Begin at the line below that has "Target: yellow building facade" and stop after the line that has "Mark one point on every instance of the plastic". Please restate only those lines, word for word.

TASK MATERIAL Start Marker

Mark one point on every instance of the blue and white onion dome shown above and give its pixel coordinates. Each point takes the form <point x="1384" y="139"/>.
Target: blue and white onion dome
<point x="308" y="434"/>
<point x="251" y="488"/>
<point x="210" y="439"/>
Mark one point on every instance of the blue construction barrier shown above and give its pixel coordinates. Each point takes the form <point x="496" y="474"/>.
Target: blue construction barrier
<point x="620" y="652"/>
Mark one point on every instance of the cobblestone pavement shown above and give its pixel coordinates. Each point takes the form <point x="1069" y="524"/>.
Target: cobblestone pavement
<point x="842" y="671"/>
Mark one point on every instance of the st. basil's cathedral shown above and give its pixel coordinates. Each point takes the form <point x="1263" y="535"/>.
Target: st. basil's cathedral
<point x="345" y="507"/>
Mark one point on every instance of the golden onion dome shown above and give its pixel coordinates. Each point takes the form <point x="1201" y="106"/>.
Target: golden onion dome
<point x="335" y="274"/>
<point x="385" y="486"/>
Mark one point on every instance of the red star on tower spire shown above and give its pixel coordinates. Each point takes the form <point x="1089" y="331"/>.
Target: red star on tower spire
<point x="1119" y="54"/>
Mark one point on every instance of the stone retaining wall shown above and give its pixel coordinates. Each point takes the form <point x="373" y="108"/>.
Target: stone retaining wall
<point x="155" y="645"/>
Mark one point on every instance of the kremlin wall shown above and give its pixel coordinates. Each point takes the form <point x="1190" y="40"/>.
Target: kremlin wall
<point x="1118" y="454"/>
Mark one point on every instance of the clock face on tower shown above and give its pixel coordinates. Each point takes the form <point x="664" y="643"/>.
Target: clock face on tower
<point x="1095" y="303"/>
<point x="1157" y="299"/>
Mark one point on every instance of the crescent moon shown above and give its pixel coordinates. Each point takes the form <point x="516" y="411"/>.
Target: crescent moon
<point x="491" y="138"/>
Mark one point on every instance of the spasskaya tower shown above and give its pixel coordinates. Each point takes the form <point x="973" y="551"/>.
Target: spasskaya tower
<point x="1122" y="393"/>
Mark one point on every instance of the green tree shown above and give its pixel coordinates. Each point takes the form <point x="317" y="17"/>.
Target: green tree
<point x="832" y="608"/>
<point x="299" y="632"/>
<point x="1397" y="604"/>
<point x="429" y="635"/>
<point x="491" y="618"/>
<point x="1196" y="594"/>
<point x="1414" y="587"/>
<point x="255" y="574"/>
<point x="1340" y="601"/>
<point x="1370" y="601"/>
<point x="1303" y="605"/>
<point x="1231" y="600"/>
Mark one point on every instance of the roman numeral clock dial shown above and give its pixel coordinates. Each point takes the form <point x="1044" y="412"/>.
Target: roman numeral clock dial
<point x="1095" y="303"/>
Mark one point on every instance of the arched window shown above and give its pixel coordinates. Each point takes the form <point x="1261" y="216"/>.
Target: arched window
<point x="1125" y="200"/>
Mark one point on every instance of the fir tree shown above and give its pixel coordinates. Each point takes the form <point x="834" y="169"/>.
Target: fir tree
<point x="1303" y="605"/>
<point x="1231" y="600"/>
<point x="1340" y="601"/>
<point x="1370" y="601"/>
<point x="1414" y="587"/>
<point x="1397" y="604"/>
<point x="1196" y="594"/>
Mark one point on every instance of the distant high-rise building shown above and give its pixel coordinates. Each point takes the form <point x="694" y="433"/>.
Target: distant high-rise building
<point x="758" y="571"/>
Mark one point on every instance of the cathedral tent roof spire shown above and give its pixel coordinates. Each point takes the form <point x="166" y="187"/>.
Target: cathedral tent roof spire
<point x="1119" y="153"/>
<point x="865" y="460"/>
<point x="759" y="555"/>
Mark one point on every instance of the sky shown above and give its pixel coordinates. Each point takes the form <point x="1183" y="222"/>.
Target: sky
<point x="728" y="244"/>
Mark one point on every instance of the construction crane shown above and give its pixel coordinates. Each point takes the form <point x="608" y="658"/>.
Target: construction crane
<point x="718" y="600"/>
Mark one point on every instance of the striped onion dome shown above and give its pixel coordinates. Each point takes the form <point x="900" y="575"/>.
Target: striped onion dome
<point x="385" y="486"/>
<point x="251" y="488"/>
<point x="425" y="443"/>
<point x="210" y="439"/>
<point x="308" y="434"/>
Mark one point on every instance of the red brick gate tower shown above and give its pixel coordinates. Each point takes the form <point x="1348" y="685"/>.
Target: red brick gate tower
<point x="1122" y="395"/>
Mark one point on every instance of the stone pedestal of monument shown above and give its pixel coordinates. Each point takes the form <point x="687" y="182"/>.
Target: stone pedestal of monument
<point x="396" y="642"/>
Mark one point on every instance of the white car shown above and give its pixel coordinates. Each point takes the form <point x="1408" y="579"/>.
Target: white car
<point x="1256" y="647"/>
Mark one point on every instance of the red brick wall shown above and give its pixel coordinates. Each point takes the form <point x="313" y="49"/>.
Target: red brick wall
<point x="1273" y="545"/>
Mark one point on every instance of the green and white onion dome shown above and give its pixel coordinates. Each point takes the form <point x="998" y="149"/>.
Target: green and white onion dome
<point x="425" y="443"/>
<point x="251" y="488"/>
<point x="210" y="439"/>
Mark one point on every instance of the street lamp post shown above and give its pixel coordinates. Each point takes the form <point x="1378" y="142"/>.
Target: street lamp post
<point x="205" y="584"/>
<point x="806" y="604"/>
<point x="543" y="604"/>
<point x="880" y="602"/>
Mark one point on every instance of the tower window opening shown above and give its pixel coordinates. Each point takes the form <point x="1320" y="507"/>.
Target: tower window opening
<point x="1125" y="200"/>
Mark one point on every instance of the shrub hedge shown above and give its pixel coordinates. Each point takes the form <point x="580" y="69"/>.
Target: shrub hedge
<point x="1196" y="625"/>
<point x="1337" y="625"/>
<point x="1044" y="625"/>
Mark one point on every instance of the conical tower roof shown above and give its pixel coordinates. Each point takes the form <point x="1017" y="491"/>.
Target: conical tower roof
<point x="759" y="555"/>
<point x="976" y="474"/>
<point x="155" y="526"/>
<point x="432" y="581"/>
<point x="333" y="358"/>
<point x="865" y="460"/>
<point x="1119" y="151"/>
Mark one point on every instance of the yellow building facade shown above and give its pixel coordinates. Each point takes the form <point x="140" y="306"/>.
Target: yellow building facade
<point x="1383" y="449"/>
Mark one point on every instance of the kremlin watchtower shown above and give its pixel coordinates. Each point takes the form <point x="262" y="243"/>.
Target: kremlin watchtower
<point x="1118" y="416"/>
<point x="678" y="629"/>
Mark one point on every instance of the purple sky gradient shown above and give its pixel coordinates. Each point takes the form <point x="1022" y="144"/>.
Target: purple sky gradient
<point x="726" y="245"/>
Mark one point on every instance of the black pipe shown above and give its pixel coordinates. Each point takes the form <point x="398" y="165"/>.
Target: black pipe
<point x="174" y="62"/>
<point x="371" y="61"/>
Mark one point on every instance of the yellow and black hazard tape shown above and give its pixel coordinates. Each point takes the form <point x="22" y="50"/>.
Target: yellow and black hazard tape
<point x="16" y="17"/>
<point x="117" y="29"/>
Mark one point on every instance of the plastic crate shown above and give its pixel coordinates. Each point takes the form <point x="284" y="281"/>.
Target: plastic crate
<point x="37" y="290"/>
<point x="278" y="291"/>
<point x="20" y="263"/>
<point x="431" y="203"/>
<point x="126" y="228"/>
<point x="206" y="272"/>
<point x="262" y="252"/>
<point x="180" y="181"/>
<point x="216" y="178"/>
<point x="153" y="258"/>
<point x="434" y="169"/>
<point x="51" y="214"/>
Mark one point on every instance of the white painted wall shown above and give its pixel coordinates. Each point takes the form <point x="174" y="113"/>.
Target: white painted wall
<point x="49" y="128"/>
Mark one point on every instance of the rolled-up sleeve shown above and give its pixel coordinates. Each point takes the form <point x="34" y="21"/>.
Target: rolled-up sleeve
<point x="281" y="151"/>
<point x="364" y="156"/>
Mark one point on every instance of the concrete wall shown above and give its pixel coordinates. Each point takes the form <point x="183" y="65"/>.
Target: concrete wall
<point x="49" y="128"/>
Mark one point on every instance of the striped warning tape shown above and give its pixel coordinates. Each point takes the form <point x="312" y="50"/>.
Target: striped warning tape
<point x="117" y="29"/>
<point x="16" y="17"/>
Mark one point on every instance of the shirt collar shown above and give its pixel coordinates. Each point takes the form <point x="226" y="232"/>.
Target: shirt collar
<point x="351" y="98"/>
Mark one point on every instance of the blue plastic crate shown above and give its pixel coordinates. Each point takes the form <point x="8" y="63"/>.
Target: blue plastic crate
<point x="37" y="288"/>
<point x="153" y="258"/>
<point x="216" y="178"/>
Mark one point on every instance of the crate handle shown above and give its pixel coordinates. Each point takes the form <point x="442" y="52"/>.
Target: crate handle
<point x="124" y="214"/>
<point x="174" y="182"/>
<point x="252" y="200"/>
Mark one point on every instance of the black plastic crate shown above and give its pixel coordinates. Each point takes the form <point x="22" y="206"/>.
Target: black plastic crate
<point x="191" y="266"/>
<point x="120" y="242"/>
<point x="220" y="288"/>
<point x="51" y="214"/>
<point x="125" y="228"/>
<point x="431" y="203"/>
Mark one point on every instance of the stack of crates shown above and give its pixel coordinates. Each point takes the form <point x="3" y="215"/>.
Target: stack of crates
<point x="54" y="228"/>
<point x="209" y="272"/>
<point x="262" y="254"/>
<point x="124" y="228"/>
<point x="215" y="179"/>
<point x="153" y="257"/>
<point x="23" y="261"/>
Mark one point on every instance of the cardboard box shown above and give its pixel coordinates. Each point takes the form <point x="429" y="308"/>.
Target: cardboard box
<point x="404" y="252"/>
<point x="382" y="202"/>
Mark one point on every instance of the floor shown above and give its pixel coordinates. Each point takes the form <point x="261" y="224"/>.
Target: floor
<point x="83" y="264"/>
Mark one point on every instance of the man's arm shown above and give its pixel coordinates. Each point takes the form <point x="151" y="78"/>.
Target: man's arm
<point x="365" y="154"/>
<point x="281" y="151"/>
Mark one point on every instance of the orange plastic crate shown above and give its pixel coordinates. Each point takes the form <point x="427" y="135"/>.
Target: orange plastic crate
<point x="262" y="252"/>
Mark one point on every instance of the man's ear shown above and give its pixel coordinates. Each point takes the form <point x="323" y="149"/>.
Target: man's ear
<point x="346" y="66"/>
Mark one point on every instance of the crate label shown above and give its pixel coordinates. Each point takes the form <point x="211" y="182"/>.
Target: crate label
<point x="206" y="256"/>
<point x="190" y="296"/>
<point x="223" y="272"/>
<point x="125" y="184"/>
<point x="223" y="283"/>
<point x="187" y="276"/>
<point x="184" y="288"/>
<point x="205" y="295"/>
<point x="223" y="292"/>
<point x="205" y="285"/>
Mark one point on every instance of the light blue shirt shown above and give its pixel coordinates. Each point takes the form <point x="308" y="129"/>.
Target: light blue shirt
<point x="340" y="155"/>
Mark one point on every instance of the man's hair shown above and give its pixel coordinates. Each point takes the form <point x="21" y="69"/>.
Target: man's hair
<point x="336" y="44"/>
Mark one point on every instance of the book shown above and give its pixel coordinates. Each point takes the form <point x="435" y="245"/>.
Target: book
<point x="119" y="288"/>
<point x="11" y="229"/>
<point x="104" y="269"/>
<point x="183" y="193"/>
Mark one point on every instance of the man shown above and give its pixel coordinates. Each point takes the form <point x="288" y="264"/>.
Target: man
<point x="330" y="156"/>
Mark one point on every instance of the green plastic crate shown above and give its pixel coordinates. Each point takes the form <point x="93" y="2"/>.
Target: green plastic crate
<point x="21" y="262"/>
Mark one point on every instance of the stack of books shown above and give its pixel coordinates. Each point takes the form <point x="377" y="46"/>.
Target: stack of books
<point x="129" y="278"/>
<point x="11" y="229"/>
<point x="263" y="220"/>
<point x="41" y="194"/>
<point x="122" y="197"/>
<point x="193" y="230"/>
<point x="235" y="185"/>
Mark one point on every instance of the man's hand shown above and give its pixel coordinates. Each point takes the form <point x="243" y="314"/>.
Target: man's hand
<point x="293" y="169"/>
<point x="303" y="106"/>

TASK MATERIAL End Marker

_RESULT OF THIS TASK_
Target: yellow building facade
<point x="1383" y="449"/>
Mark one point on every instance of the kremlin watchtower shown above and give its pixel coordinates. Each point takes the form <point x="262" y="243"/>.
Target: kremlin watchtower
<point x="1118" y="416"/>
<point x="678" y="629"/>
Mark one point on every instance of the purple sky gradient shown above and give its pixel coordinates. Each point takes the form <point x="1022" y="144"/>.
Target: purple sky gradient
<point x="726" y="245"/>
Mark one point on every instance of the black pipe shown above and give its pixel coordinates. Each point takes the form <point x="398" y="165"/>.
Target: black pipe
<point x="174" y="62"/>
<point x="371" y="61"/>
Mark one point on every instance of the yellow and black hazard tape shown above and give its pixel coordinates. Each point takes the form <point x="22" y="50"/>.
Target: yellow and black hazard tape
<point x="16" y="17"/>
<point x="117" y="29"/>
Mark one point on every instance of the plastic crate shown above and give its pixel coordinates. Each point takes the form <point x="284" y="281"/>.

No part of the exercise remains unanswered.